## WHAT THE TASK REQUIRES
In the records below, swap every "positive clicks" for "foreground clicks" and reproduce them with everything else unchanged. Leave the pictures out.
· · · ·
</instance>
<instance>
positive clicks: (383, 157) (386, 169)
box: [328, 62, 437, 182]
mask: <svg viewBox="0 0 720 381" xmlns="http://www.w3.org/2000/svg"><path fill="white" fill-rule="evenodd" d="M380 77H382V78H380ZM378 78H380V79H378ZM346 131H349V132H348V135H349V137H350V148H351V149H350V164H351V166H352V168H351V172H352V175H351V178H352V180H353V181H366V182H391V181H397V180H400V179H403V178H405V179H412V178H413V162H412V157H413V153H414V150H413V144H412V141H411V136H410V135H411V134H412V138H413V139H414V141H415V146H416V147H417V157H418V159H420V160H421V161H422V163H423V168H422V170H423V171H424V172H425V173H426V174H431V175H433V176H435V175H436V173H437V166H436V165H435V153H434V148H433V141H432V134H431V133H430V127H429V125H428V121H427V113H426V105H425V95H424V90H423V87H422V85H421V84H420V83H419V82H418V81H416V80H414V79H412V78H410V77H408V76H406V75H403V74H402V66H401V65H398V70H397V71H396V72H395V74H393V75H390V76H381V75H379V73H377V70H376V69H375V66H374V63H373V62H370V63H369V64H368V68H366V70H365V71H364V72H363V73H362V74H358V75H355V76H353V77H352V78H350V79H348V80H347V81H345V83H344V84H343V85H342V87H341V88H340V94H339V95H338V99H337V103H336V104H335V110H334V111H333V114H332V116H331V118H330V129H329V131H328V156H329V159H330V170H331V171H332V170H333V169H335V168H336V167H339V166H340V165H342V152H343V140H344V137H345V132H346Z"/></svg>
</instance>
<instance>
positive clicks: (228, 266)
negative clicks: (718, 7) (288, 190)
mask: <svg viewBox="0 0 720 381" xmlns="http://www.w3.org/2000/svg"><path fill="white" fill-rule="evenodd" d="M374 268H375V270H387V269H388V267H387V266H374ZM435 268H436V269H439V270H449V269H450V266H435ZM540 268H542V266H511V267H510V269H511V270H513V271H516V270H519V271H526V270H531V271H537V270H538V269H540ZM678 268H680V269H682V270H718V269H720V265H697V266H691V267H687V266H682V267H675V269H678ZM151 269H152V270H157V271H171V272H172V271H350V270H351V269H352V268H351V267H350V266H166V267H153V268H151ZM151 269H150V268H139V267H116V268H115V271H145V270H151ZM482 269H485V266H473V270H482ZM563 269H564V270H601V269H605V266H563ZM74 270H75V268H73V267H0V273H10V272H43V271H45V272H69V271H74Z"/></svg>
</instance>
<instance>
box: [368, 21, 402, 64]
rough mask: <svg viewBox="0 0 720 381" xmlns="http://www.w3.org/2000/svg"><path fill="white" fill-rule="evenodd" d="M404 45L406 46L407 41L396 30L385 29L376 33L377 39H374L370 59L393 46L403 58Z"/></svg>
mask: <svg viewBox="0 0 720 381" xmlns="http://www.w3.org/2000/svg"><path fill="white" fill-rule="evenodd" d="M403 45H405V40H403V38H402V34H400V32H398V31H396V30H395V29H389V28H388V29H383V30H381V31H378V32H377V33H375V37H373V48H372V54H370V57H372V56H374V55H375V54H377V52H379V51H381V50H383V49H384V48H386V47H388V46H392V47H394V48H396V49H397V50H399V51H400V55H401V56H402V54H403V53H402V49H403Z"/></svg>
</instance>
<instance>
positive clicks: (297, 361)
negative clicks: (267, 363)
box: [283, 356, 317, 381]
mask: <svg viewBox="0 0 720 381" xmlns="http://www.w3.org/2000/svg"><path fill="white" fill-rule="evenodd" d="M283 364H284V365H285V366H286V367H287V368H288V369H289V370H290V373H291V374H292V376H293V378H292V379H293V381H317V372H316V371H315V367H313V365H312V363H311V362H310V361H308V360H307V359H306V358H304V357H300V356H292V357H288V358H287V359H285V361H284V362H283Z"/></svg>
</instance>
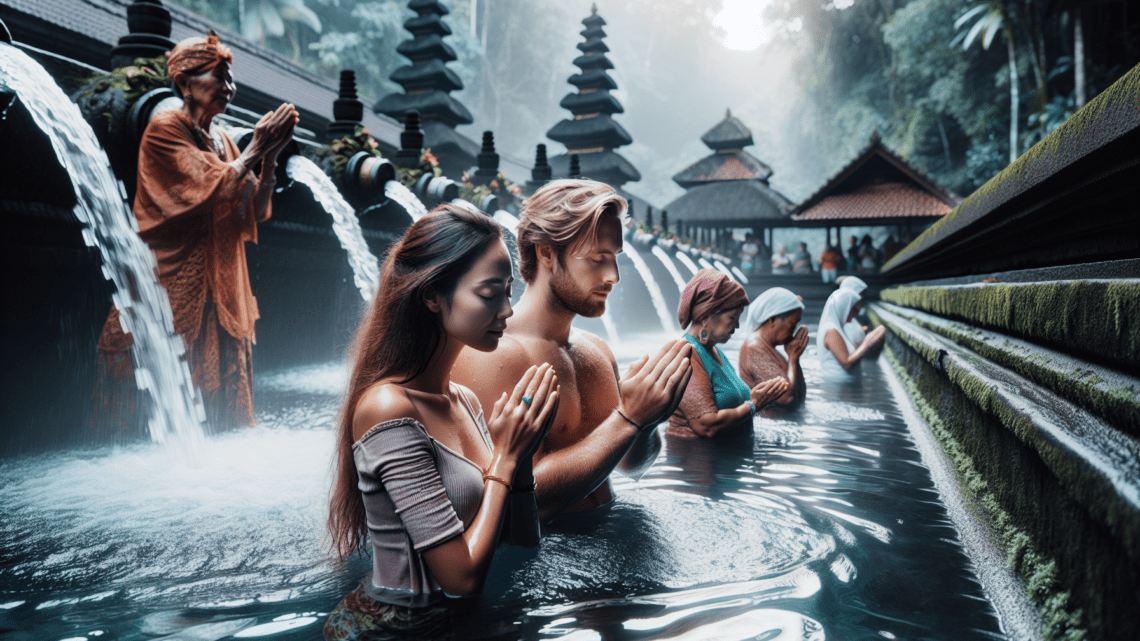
· · · ·
## EXERCISE RESULT
</instance>
<instance>
foreground clicks: (383, 157) (386, 169)
box: [328, 62, 437, 182]
mask: <svg viewBox="0 0 720 381" xmlns="http://www.w3.org/2000/svg"><path fill="white" fill-rule="evenodd" d="M380 77H382V78H380ZM378 78H380V79H378ZM346 131H349V132H348V135H349V137H350V148H351V149H350V164H351V166H352V168H351V172H352V175H351V178H352V180H353V181H366V182H391V181H397V180H400V179H403V178H405V179H412V178H413V162H412V157H413V153H414V150H413V144H412V141H411V136H410V135H411V134H412V138H413V139H414V141H415V146H416V147H417V157H418V159H420V160H421V161H422V163H423V168H422V170H423V171H424V172H425V173H426V174H431V175H433V176H435V175H436V173H437V166H436V165H435V153H434V148H433V141H432V134H431V133H430V127H429V125H428V121H427V113H426V105H425V95H424V90H423V87H422V85H421V84H420V83H419V82H418V81H416V80H414V79H412V78H410V77H408V76H406V75H403V74H402V66H401V65H398V70H397V71H396V72H395V74H393V75H390V76H381V75H379V73H377V70H376V69H375V66H374V63H373V62H370V63H369V64H368V68H366V70H365V71H364V72H363V73H362V74H358V75H355V76H353V77H352V78H350V79H348V80H347V81H345V83H344V84H343V85H342V87H341V88H340V94H339V95H338V99H337V103H336V104H335V110H334V111H333V114H332V116H331V118H330V129H329V131H328V156H329V159H330V170H331V171H332V170H333V169H335V168H336V167H339V166H340V165H342V152H343V140H344V137H345V132H346Z"/></svg>
</instance>
<instance>
foreground clicks: (228, 266)
negative clicks: (718, 7) (288, 190)
mask: <svg viewBox="0 0 720 381" xmlns="http://www.w3.org/2000/svg"><path fill="white" fill-rule="evenodd" d="M374 268H375V270H387V269H388V267H387V266H374ZM435 268H436V269H439V270H449V269H450V266H435ZM540 268H542V266H511V267H510V269H511V270H513V271H516V270H519V271H526V270H531V271H537V270H538V269H540ZM678 268H680V269H682V270H718V269H720V265H697V266H691V267H687V266H682V267H675V269H678ZM151 269H152V270H157V271H171V272H172V271H350V270H351V269H352V268H351V267H350V266H166V267H153V268H151ZM151 269H150V268H139V267H116V268H115V271H145V270H151ZM482 269H485V266H473V270H482ZM563 269H564V270H601V269H605V266H563ZM74 270H75V268H73V267H0V273H10V272H43V271H45V272H69V271H74Z"/></svg>
</instance>
<instance>
box: [368, 21, 402, 64]
rough mask: <svg viewBox="0 0 720 381" xmlns="http://www.w3.org/2000/svg"><path fill="white" fill-rule="evenodd" d="M404 45L406 46L407 41L396 30L385 29L376 33L377 39H374L370 59L393 46L403 58Z"/></svg>
mask: <svg viewBox="0 0 720 381" xmlns="http://www.w3.org/2000/svg"><path fill="white" fill-rule="evenodd" d="M403 45H405V40H403V38H402V34H400V32H398V31H396V30H395V29H389V28H388V29H383V30H381V31H378V32H377V33H375V37H373V48H372V54H370V57H372V56H374V55H375V54H377V52H379V51H381V50H383V49H384V48H386V47H388V46H392V47H394V48H396V49H397V50H399V51H400V55H401V56H402V54H403V53H402V49H403Z"/></svg>
</instance>
<instance>
foreground clicks: (297, 361)
negative clicks: (267, 363)
box: [283, 356, 317, 381]
mask: <svg viewBox="0 0 720 381" xmlns="http://www.w3.org/2000/svg"><path fill="white" fill-rule="evenodd" d="M283 364H284V365H285V366H286V367H287V368H288V369H289V370H290V373H291V374H292V376H293V378H292V379H293V381H317V372H316V371H315V367H313V365H312V363H311V362H310V361H308V360H307V359H306V358H304V357H300V356H292V357H288V358H287V359H285V361H284V362H283Z"/></svg>
</instance>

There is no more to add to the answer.